##### 本文の一節
Q.保坂:いくらでも強いイメージの絵にできるはずだが、あえてモノクロで強さを感じさせない絵になっているところが良い。色を使ったり、構図を変えようと考えたことは?
A.芦川:色を付けてしまうと、例えば木陰から人の手が出ている絵などを描いた時に、遠くからでも一瞬でわかってしまう。目が迷子になるような感覚がなくなってしまうので、あえて色を付けていない。ただ、もう少し大胆な構図はあってもいいと思っている。
Q.秀親:植物や建物など、普段誰もが目にするものでありながら、あまり気にしていないものがモチーフの中心のように感じる。それ以外に芦川さんが今、興味あるものは?
A.芦川:人が生活している匂いがする場所が好き。普段から、人の家に近寄ってみたりして、それが作品にも影響していると思う。
##########
##### データ抜粋
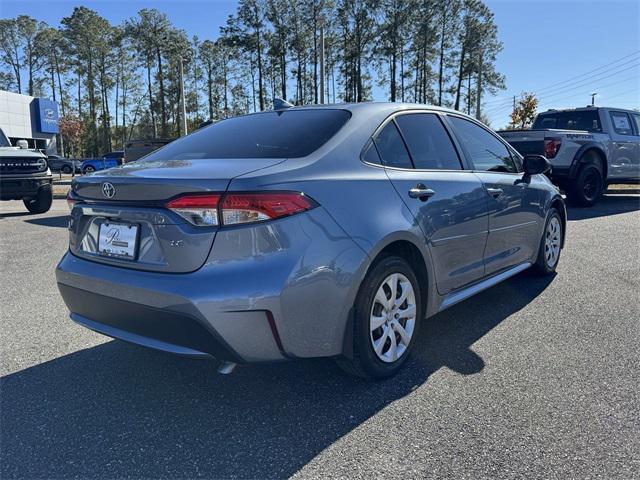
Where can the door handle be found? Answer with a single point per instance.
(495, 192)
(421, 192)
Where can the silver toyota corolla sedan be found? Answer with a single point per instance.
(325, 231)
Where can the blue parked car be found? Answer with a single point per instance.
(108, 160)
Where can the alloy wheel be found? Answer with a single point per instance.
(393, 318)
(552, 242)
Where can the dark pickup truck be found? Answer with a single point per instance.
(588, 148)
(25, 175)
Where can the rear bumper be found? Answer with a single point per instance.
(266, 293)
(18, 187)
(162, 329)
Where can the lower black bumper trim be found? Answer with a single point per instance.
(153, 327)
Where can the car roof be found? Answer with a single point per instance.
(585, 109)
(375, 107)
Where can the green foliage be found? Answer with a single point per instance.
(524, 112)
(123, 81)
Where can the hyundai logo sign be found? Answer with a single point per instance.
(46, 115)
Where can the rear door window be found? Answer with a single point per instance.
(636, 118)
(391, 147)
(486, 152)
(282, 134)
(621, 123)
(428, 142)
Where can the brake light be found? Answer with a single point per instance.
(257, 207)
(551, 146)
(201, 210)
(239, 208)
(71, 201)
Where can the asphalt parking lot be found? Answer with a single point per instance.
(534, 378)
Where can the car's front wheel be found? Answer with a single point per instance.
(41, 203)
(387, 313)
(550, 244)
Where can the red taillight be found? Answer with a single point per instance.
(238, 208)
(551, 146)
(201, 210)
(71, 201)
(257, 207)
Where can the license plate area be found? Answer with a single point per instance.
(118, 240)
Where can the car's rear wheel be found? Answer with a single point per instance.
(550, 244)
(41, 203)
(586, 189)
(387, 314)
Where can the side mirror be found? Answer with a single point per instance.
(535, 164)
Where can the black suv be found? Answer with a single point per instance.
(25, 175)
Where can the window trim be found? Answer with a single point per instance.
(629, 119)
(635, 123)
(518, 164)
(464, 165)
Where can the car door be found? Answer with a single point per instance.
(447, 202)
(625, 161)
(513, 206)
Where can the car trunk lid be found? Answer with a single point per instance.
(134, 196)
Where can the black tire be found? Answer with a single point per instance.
##########
**短い練習 1:** 作品についての質疑応答に発言者として登場する人物の名前を、すべて挙げなさい。
**短い練習 2:** 作品についての質疑応答から、「A.芦川:色を付けてしまうと」から「作品にも影響していると思う。」までの部分を一字一句変えずに抜き出しなさい。
**短い練習 3:** 作品についての質疑応答にある「目が迷子になるような感覚がなくなってしまうので、あえて色を付けていない。」という一文を英語に訳しなさい。
データは参照しなくてかまいません。

**記述解答 1:** 保坂、芦川、秀親

**記述解答 2:**
A.芦川:色を付けてしまうと、例えば木陰から人の手が出ている絵などを描いた時に、遠くからでも一瞬でわかってしまう。目が迷子になるような感覚がなくなってしまうので、あえて色を付けていない。ただ、もう少し大胆な構図はあってもいいと思っている。
Q.秀親:植物や建物など、普段誰もが目にするものでありながら、あまり気にしていないものがモチーフの中心のように感じる。それ以外に芦川さんが今、興味あるものは?
A.芦川:人が生活している匂いがする場所が好き。普段から、人の家に近寄ってみたりして、それが作品にも影響していると思う。

**記述解答 3:** Because the sensation of the eye getting lost would disappear, I deliberately do not add color.